By Barbara Eckstein via Creative Commons

As much as I long for spring, there is one sight I am dreading. It’s the clipped hedges that were once beautiful spring-flowering shrubs, but now have become boxy travesties of their natural selves, dotted here and there with a few flowers that have managed to survive the pruning frenzy. The worst offenders are the over-pruned forsythias. These are really noticeable, because the yellow of forsythia is among the first signs of spring in Western New York. It should be a wild blaze of yellow, not a tortured row of bare branches dotted with yellow.

Here’s a quote from my cooperative extension site:

Hedging destroys the natural beauty of the shrub and limits the number of blooms to a thin mantle of blooms on the sheared surface. The most beautiful shrubs have blooms throughout the plant, up and down the stem.

______________________________

-- WRITTEN TASK --
In the shrub-pruning excerpt above, which plants are called the worst offenders?

______________________________

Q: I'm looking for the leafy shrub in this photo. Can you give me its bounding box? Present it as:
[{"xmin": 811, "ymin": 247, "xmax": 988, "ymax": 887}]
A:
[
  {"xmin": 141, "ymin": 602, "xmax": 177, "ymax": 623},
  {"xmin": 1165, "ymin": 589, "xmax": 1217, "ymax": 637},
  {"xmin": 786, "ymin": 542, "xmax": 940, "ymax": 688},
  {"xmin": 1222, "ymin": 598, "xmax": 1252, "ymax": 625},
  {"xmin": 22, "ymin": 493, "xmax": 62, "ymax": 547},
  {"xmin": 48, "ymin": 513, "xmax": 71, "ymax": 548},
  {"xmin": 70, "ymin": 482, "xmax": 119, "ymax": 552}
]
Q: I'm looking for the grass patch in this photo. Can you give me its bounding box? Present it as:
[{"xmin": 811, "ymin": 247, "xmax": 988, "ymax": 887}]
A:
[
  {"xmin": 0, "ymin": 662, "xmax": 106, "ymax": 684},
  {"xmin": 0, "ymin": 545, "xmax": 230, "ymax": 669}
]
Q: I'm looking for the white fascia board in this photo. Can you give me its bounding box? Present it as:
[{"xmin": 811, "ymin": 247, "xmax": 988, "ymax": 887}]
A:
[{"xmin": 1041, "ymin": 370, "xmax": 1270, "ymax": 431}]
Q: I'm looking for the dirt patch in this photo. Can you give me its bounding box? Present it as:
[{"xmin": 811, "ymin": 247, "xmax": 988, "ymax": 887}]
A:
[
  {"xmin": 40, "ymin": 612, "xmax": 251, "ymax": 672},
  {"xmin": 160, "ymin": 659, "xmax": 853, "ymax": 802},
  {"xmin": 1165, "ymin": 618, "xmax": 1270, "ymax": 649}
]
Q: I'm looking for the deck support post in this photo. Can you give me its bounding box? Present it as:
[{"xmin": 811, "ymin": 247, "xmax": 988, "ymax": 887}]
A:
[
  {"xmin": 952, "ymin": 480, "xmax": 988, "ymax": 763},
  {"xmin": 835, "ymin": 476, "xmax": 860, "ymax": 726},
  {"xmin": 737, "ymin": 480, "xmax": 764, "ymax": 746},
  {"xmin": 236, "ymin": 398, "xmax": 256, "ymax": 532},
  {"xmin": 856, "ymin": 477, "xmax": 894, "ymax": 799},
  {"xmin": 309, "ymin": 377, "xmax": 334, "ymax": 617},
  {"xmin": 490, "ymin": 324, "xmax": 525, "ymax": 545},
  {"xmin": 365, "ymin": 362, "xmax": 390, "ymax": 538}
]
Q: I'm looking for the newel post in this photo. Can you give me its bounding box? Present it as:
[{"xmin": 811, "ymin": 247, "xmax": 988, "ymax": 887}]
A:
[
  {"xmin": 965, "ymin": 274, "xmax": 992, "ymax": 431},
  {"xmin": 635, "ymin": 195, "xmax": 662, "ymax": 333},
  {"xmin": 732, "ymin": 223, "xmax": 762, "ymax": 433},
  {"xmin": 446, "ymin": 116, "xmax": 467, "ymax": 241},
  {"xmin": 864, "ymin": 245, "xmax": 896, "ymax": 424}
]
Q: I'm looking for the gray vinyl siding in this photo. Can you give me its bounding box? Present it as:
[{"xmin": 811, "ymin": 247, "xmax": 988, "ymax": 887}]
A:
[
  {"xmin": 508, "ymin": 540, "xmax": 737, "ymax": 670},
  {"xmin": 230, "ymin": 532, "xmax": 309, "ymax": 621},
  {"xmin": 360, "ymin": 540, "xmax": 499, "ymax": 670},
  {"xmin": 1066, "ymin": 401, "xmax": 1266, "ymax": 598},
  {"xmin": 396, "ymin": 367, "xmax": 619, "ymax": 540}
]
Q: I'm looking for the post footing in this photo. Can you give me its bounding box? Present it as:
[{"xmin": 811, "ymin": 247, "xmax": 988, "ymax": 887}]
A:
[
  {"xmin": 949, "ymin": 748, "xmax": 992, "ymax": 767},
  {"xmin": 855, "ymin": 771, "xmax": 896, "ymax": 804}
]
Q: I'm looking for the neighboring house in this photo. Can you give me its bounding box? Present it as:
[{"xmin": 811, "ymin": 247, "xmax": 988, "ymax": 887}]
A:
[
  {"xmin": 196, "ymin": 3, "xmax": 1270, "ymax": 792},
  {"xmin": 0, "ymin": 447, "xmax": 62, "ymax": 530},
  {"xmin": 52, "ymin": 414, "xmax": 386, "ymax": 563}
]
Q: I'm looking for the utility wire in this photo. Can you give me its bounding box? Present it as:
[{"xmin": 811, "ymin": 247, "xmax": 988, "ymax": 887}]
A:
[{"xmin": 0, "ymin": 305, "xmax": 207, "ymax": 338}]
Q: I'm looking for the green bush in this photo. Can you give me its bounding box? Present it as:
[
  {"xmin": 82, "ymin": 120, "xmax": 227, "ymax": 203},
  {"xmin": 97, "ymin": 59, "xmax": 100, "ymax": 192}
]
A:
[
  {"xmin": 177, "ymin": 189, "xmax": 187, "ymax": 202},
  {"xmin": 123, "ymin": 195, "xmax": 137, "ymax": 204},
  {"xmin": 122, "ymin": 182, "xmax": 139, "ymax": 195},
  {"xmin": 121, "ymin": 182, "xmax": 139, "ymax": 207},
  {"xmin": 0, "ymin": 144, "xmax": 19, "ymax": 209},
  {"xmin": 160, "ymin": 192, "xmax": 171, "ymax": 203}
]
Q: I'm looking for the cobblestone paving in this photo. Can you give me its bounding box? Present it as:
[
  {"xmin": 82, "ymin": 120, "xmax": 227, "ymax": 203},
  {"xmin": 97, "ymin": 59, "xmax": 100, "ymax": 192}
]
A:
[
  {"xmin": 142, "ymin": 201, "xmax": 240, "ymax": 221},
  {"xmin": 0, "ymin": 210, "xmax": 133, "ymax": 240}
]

______________________________

-- EXERCISE RESPONSE --
The over-pruned forsythias.